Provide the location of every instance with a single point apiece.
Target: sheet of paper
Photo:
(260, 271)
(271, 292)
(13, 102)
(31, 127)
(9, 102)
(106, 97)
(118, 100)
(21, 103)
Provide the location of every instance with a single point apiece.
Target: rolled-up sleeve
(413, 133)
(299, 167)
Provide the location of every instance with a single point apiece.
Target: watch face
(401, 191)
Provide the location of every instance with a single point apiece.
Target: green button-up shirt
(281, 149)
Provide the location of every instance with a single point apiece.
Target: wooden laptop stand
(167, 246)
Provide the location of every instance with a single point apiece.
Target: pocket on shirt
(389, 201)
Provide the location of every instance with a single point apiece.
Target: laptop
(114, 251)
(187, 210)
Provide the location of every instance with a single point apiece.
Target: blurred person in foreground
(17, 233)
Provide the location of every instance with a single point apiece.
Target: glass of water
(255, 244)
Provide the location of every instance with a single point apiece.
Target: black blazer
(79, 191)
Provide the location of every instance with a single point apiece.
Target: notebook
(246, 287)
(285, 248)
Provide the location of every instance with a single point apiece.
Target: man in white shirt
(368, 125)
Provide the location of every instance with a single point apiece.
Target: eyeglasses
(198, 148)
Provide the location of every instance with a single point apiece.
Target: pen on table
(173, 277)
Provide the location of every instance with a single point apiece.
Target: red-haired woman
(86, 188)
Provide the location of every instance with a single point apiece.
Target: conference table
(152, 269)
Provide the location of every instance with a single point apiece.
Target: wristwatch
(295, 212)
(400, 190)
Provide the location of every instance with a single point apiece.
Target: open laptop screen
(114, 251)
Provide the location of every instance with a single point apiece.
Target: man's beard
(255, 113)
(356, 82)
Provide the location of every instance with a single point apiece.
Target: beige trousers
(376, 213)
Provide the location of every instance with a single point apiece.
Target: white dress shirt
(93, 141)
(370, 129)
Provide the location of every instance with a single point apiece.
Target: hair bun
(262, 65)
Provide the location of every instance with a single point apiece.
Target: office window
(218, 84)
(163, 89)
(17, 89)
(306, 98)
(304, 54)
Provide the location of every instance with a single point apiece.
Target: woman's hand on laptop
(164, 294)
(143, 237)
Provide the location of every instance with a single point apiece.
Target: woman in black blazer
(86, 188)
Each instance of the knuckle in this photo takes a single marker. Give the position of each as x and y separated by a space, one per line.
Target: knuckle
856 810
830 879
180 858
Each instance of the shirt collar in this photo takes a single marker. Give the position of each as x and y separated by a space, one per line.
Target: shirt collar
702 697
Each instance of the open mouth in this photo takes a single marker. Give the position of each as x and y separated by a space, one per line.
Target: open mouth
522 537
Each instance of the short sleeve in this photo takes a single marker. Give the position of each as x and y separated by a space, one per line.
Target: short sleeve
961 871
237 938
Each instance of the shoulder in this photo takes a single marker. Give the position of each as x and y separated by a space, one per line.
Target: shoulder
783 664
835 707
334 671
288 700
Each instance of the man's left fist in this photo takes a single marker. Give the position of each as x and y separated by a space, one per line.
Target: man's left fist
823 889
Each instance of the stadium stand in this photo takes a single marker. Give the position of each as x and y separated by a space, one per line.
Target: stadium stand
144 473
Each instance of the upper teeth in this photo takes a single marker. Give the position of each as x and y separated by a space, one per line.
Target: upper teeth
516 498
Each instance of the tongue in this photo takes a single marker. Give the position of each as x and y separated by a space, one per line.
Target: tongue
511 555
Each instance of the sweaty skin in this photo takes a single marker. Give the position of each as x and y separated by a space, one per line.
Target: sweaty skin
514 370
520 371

---+---

Work instruction. Nothing may be left out. Retype all the entries exactly.

Answer box.
Provide the location of every instance with a single point apiece.
Target: sheet of paper
Photo:
(260, 271)
(271, 292)
(13, 102)
(31, 127)
(9, 102)
(106, 97)
(118, 100)
(21, 103)
Provide the location of every instance with a single point apiece.
Target: rolled-up sleeve
(413, 133)
(299, 167)
Provide the location of every instance with a single point apiece.
Target: watch face
(401, 191)
Provide the location of every instance with a single point apiece.
Target: green button-up shirt
(281, 149)
Provide the location of every instance with a single point apiece.
Target: wooden laptop stand
(167, 246)
Provide the location of every instance with a single point apiece.
Target: pocket on shirt
(389, 201)
Provide the location of every instance with a single point apiece.
Target: laptop
(114, 251)
(187, 210)
Provide the location of every instance with a single point apiece.
Target: blurred person in foreground
(17, 233)
Provide the location of every instance with a single point apiece.
Target: glass of water
(255, 244)
Provide the location of every instance with a single point apiece.
Target: black blazer
(79, 191)
Provide the location of every instance with a single point apiece.
Target: notebook
(246, 287)
(285, 248)
Provide the location of every instance with a single point apiece.
Target: man in white shirt
(368, 125)
Provide the location of every instance with a single point apiece.
Target: eyeglasses
(198, 148)
Provide the location of every instance with a single point apiece.
Target: pen on table
(173, 277)
Provide the location of every instance with a single point apiece.
Target: red-haired woman
(86, 188)
Provide the location of every instance with a single point apiece.
Target: conference table
(152, 269)
Provide the location of every instance with a single point apiece.
Target: wristwatch
(295, 212)
(400, 190)
Provide the location of every instance with a single point apiece.
Target: open laptop screen
(114, 251)
Provide the location of every instance with a single point apiece.
Target: man's beard
(255, 113)
(356, 82)
Provide the location of every instance with a single point apiece.
Target: beige trousers
(376, 213)
Provide the location of every instance with a single point apiece.
Target: white dress shirt
(93, 141)
(370, 129)
Provide the location of every instance with a single point apiece.
Target: hair bun
(262, 65)
Provide the location of every instance with a single point apiece.
Target: office window
(218, 84)
(163, 89)
(17, 89)
(306, 98)
(304, 54)
Provide the location of every instance with a single point apiece.
Target: woman's hand on laptop
(164, 294)
(143, 237)
Provide the location of every instance with a single point apiece.
Target: woman in black blazer
(86, 188)
Each instance of the knuckle in this photo takes a single marker. Give the position of each as x and y separated by a space, one per line.
Target: knuckle
856 810
830 879
180 858
Each instance of the shirt collar in this photo takes a single marker. Give the position of each as x and y separated by a space, one per line.
Target: shirt collar
702 697
Each instance of the open mouth in this photo takes a single marker. Give the position of each as x and y separated by a space, one per line.
Target: open mouth
522 537
Each instance of the short sleeve in this photo takes a single marker. Give the position of each as x and y separated by a space, one per line.
Target: short sleeve
961 871
237 938
Each instance of the shoulder in this photo takes a single marker. Give the position of each as x and y separated by a space, one per line.
Target: shoulder
783 664
835 707
334 671
288 700
Each instance of the man's left fist in this photo takes a single marker. Give the position of each as x and y separated by a space, one per line.
Target: man's left fist
823 889
Each instance of the stadium stand in this photo takes a single marker. Give the position of each as x and y separated by a space, one per line.
Target: stadium stand
144 473
Each instance of the upper teeth in this photo takes a single marker. Give the position of each as x and y separated by a space, one per line.
Target: upper teeth
516 498
Each instance of the tongue in this photo takes a single marker. Give the position of each as x and y separated by a space, one per line.
Target: tongue
511 555
Each instance of the sweaty skin in this photo takes a single marker. Give the position of each as x and y separated by a space, one per line.
Target: sweaty skin
514 370
520 371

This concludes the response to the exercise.